In the story about the childhood job, how much was the pay for finishing each day's tasks?

# SUPPLIED TEXT
[start]

What an ingenious move! How that word could instill fear in most children.
She didn't understand me very well it seemed. A million other boys would have run away at the sound of "dishes" but not me. Nothing could turn me away from an adventure.
I replied that I would help her out with the dishes and she led me over behind a counter where two huge sinks held glasses of all kinds, tin-ware, and utensils all piled up. She showed me which knobs to turn and where the soap was held and left me to it. I cleaned everything with gusto all the while watching her move through the immense room, picking up tables and placing them here and there. She'd pause and reflect on the choice and then rearrange them with chairs and vases until whatever idea she had in her mind's eye was pleased. I scrubbed each cup and ladle with a smile on my face watching her go about her business.
Looking back I didn't have one memory of a plan. I just wanted to be inside this new place and meet this new person.
It wasn't until an hour or so later that she came back behind the bar where I was still drying off glasses and asked me if I wanted to work for her that it even came to mind that I could earn money.
Once she said she could use help I realized that I was sitting on a gold mine.
She explained that I would need to come here every day and dust off the pool tables, clean the bathrooms, wash the dishes, and mop the floors. Once I had completed these tasks she would pay me one dollar and fifty cents.
One dollar and fifty cents.
That was six candy bars!
Holy crap-a-toly. I was going to rule my own destiny. Every kid in the neighborhood would get a piece of candy from me and be my friend. They all were my friend already but this would make me ruler of the kid kingdom.
I took the job.
I scrubbed toilets, poured hot water in to buckets and mopped the hardwood floor, picked up pieces of broken glass out on the big wrap-around porch.
And every day she would pay me. Cash.
I don't remember how long I worked there but it only ended when my dad took a job in Tulsa, OK and we had to move that the dream ended.

[end]

(Records from a dataset)
[start]

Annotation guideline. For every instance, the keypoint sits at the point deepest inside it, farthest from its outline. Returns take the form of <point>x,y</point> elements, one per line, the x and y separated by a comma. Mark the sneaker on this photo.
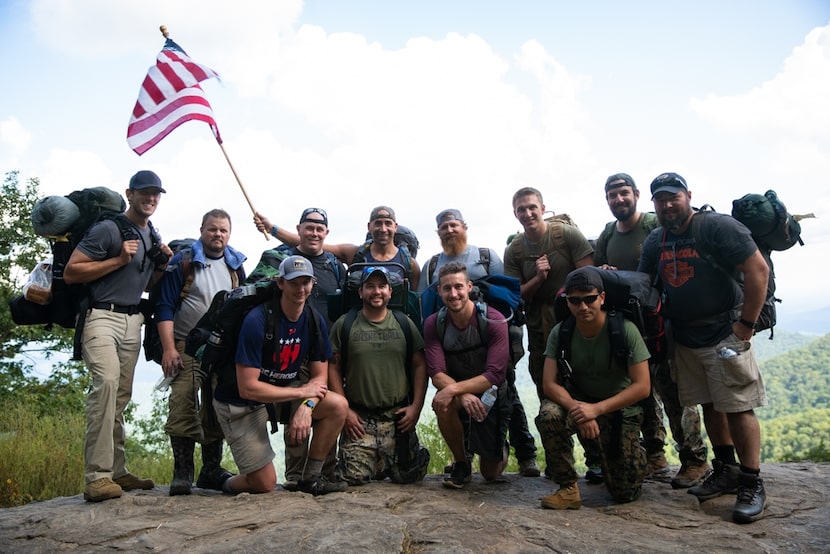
<point>130,482</point>
<point>657,464</point>
<point>594,474</point>
<point>721,479</point>
<point>101,489</point>
<point>291,486</point>
<point>462,472</point>
<point>566,498</point>
<point>213,478</point>
<point>752,499</point>
<point>689,475</point>
<point>320,486</point>
<point>528,468</point>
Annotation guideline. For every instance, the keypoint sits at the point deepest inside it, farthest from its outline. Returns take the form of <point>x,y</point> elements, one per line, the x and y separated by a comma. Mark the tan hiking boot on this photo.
<point>130,482</point>
<point>101,489</point>
<point>566,498</point>
<point>689,475</point>
<point>657,464</point>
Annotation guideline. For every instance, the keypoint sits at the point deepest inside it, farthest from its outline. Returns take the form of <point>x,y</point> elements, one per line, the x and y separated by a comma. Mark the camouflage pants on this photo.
<point>188,414</point>
<point>367,458</point>
<point>623,460</point>
<point>683,421</point>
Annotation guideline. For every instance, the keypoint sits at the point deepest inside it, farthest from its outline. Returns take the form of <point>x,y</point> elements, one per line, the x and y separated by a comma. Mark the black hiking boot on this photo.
<point>212,475</point>
<point>721,479</point>
<point>752,499</point>
<point>182,465</point>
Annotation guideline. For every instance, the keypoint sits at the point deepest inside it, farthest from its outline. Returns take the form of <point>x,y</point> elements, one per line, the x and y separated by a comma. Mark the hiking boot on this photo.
<point>528,468</point>
<point>689,475</point>
<point>291,486</point>
<point>721,479</point>
<point>320,485</point>
<point>462,472</point>
<point>130,482</point>
<point>657,464</point>
<point>566,498</point>
<point>182,465</point>
<point>594,475</point>
<point>213,478</point>
<point>752,499</point>
<point>101,489</point>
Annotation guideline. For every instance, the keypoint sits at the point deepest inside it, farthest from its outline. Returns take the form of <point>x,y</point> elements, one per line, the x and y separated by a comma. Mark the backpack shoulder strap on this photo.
<point>616,336</point>
<point>351,315</point>
<point>566,331</point>
<point>433,263</point>
<point>403,322</point>
<point>484,257</point>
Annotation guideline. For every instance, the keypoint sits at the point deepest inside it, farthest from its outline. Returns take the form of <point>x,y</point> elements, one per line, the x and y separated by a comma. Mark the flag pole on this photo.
<point>166,34</point>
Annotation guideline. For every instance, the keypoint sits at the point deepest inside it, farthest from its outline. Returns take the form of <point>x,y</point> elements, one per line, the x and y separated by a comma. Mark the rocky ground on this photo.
<point>426,517</point>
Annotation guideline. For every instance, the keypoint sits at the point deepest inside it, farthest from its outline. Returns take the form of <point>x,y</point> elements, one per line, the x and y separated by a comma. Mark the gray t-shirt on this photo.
<point>471,257</point>
<point>125,285</point>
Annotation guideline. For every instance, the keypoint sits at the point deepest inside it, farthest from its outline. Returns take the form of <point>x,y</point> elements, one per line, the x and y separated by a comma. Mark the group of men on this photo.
<point>356,386</point>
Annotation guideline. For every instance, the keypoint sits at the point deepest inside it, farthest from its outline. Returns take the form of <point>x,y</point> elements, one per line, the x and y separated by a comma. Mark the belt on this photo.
<point>129,310</point>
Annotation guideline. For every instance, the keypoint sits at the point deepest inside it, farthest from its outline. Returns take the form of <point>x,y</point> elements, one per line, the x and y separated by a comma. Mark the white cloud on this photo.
<point>16,139</point>
<point>791,105</point>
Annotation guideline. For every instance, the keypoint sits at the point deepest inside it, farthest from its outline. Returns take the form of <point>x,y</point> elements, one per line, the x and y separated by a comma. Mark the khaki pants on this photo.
<point>111,344</point>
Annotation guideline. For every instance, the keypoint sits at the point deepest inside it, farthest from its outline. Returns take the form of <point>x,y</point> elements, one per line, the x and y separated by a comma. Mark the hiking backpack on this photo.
<point>404,237</point>
<point>767,218</point>
<point>768,316</point>
<point>502,292</point>
<point>153,349</point>
<point>632,295</point>
<point>64,221</point>
<point>269,263</point>
<point>214,339</point>
<point>403,298</point>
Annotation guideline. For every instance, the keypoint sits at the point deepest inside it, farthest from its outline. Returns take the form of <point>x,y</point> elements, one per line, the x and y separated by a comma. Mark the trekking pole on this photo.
<point>242,187</point>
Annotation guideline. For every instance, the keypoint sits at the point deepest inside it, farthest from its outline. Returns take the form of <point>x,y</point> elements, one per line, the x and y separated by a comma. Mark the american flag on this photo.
<point>169,96</point>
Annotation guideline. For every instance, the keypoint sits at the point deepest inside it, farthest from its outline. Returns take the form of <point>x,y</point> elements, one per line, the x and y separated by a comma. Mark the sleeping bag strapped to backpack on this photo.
<point>767,218</point>
<point>64,220</point>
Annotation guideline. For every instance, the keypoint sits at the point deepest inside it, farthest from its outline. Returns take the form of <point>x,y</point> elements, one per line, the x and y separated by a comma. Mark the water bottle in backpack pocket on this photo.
<point>738,364</point>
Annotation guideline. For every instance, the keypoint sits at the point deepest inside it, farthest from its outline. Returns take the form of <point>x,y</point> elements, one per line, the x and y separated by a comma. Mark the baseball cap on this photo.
<point>371,270</point>
<point>310,211</point>
<point>450,214</point>
<point>668,182</point>
<point>624,177</point>
<point>145,179</point>
<point>295,266</point>
<point>382,212</point>
<point>584,278</point>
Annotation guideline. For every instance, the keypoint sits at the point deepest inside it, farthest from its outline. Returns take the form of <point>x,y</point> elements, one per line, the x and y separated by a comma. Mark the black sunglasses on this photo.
<point>577,300</point>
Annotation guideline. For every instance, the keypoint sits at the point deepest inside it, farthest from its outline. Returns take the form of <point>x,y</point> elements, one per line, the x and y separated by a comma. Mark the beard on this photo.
<point>453,245</point>
<point>674,221</point>
<point>624,212</point>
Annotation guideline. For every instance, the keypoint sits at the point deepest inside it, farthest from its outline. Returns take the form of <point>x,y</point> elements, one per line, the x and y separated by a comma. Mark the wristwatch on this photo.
<point>749,324</point>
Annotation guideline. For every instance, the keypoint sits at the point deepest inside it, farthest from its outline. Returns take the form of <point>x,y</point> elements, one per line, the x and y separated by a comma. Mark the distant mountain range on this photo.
<point>815,322</point>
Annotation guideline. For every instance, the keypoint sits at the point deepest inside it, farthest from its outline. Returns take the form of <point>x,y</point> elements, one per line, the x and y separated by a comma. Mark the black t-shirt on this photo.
<point>702,300</point>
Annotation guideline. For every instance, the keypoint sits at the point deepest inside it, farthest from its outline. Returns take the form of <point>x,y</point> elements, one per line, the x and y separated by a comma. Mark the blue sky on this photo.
<point>427,105</point>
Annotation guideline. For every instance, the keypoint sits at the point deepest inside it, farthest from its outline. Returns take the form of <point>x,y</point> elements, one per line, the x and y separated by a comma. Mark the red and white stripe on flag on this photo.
<point>169,96</point>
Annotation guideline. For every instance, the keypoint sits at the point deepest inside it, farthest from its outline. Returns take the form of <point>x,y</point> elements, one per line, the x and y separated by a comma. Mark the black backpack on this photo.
<point>153,350</point>
<point>71,221</point>
<point>628,295</point>
<point>768,316</point>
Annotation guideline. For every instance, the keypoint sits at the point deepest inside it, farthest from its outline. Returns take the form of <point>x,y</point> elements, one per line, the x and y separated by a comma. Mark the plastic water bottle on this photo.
<point>489,398</point>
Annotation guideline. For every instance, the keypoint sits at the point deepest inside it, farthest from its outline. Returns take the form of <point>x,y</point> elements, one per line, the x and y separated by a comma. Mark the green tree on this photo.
<point>22,348</point>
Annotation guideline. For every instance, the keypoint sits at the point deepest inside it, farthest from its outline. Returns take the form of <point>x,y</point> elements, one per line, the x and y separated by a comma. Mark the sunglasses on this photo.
<point>577,300</point>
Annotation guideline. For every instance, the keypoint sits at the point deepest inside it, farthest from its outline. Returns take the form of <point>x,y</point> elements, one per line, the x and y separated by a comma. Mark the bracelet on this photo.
<point>750,324</point>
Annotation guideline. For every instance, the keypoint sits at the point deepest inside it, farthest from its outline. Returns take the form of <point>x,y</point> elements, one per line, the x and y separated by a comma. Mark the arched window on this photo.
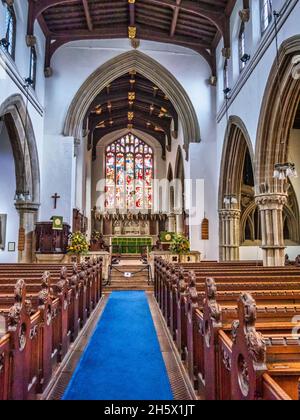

[end]

# CORRECT RESPONSE
One dollar and fifty cents.